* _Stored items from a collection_
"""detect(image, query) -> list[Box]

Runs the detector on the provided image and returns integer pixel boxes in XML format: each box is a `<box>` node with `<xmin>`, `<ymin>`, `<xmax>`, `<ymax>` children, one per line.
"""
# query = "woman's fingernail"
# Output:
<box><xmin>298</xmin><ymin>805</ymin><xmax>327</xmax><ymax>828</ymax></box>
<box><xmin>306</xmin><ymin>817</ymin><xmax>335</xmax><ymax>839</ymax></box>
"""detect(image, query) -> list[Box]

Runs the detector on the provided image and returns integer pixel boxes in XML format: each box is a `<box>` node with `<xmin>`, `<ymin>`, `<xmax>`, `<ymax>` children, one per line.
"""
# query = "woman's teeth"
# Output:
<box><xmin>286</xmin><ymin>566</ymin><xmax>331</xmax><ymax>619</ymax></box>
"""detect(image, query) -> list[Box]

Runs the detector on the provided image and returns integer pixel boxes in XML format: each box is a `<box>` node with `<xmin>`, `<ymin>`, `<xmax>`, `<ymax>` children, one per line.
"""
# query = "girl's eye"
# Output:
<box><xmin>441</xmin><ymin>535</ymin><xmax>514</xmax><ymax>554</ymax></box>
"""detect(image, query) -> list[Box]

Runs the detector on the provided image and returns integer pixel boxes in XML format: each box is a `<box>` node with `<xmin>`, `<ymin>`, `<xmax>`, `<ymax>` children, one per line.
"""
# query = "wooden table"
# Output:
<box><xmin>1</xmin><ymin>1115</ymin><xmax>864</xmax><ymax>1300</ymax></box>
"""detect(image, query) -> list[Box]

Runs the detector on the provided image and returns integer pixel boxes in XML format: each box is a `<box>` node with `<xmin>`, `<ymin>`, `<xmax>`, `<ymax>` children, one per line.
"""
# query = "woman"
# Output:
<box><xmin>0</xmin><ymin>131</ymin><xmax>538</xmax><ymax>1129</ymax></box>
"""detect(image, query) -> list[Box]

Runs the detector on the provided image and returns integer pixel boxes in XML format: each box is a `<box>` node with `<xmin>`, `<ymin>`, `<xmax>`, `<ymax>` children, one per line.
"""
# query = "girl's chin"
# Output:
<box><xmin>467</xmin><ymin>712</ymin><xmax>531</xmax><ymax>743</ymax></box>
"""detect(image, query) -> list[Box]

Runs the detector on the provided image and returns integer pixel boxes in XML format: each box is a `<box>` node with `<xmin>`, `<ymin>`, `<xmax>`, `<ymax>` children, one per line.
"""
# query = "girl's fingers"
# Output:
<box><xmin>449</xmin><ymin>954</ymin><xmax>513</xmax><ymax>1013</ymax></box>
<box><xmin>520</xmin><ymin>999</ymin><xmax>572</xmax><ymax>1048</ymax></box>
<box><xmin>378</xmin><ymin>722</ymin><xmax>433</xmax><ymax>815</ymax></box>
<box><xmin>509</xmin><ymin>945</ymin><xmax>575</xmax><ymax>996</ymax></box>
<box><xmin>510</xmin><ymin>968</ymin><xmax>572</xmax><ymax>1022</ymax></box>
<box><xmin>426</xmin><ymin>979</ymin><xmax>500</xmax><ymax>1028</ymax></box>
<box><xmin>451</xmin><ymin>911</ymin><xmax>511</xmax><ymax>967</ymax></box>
---
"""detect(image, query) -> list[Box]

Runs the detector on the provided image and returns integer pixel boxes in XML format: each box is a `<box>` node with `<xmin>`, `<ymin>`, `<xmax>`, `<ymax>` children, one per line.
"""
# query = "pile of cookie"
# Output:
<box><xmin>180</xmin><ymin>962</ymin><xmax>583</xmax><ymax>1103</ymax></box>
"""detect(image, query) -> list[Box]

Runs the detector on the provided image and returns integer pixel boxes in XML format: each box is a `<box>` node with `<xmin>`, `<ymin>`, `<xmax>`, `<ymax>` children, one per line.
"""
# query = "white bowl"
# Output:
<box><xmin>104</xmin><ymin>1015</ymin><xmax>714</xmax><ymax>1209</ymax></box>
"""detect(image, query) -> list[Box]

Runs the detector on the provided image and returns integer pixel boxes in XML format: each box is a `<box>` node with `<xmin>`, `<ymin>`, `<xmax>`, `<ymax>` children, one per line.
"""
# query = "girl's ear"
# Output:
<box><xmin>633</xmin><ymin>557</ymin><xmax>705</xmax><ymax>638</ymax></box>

* _Work item_
Wherever the string "girl" appears in the records above, copy the line it sits in.

* _Result_
# query = "girl's eye"
# query = "girl's chin"
# query = "girl's fingers"
# query = "girl's ear"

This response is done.